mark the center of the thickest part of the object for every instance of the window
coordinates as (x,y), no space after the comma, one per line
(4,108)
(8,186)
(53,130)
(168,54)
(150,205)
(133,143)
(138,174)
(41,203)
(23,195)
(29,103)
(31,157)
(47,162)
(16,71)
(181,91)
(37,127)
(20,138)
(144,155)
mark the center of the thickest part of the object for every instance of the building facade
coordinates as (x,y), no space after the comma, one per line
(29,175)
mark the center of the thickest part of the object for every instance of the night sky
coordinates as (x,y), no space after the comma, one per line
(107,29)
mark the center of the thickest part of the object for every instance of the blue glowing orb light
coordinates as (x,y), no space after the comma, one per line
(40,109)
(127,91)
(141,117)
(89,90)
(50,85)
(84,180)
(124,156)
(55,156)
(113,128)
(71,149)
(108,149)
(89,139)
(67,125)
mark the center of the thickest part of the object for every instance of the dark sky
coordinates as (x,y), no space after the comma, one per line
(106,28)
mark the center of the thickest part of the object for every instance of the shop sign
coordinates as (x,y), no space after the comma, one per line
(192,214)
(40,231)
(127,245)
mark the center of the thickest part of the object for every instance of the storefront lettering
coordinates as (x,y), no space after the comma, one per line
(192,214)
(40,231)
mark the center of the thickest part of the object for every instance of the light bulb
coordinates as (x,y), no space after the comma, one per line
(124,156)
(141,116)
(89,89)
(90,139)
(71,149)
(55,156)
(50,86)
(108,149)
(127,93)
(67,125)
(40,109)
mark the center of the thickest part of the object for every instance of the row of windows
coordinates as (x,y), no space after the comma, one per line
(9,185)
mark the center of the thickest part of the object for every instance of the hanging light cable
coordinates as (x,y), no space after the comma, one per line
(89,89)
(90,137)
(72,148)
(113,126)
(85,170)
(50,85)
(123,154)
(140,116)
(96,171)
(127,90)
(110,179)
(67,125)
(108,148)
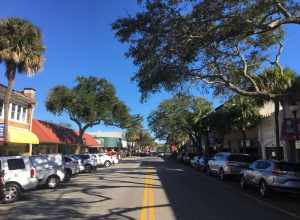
§ §
### WHAT THE EXERCISE ASKS
Lines containing the string "light": report how many there are in the material above, and nothing more.

### ANSWER TO THIS TASK
3